**Task A:**
Answer these questions from the text on social anxiety at school:
(i) What example does the text give of performing in front of others?
(ii) Where do selectively mute students often speak?
(iii) Which extracurricular activities does the text name?
**Task B:** Copy the stretch of the text on social anxiety at school from "Social anxiety is" through "process of learning.".
**Task C:** Using the text on social anxiety at school, explain why self-isolation is a problem for socially anxious students.

Supplied text below:

How to Deal With Social Anxiety at School


Social Anxiety

Social anxiety is a form of anxiety where a person is extremely shy, nervous, or self-conscious about themselves when in social situations. People with social anxiety worry about how they are perceived by others, being judged by others, making mistakes in social situations, and performing in front of others (eg, answering questions). There is often a general feeling of insecurity about being around others.

Social Anxiety at School

Social anxiety can be very detrimental to a student at school. It interferes with a child's ability to make friends with peers and to take part in the process of learning.

One form of social anxiety often seen at school in youngger students is selective mutism. Selectively mute students are capable of speaking and often speak at home and in front of family members; however, they refuse to talk to others in social situations because they have feelings of insecurity, are afraid of speaking in front of others, and are afraid being criticized.

Students with social anxiety do not participate in class. This includes refusal to raise a hand to answer questions, not responding when called upon to answer questions, and being afraid to ask a question when help is needed. Lack of participation negatively impacts academic performance, as teachers have more difficult monitoring monitoring and progress.

Socially anxious students isolate theirselves from others by sitting alone at lunch, not playing with other students at recess, and not participating in extracurricular activities such as clubs and sports. These students are often on the fringes of larger groups, wanting to join in, but too full of fear and uncertainty to take that risk. This self isolation results in missed opportunities for students to learn and fine tune their social skills. By not participating with peer activities these students miss opportunities to learn conflict resolution, problem-solving, negotiation, and sportsmanship skills.

End of Supplied text.
Data section below:

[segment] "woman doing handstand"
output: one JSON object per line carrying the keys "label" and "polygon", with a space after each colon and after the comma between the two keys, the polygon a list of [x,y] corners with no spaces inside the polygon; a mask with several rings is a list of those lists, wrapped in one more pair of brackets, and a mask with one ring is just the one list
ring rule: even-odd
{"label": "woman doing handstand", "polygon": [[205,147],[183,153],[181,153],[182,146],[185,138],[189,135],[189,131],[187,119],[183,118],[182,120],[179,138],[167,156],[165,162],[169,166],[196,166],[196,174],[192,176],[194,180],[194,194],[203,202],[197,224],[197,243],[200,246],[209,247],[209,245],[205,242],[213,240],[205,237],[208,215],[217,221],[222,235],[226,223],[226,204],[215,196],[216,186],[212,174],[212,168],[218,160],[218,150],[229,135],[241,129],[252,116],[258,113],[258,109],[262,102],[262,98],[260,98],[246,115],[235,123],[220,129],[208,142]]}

End of Data section.

**Task result A:**
(i) Answering questions.
(ii) At home and in front of family members.
(iii) Clubs and sports.

**Task result B:**
Social anxiety is a form of anxiety where a person is extremely shy, nervous, or self-conscious about themselves when in social situations. People with social anxiety worry about how they are perceived by others, being judged by others, making mistakes in social situations, and performing in front of others (eg, answering questions). There is often a general feeling of insecurity about being around others.

Social Anxiety at School

Social anxiety can be very detrimental to a student at school. It interferes with a child's ability to make friends with peers and to take part in the process of learning.

**Task result C:** By keeping away from others, these students miss opportunities to learn and fine-tune their social skills. Because they do not participate in peer activities, they also miss the chance to learn conflict resolution, problem-solving, negotiation, and sportsmanship skills.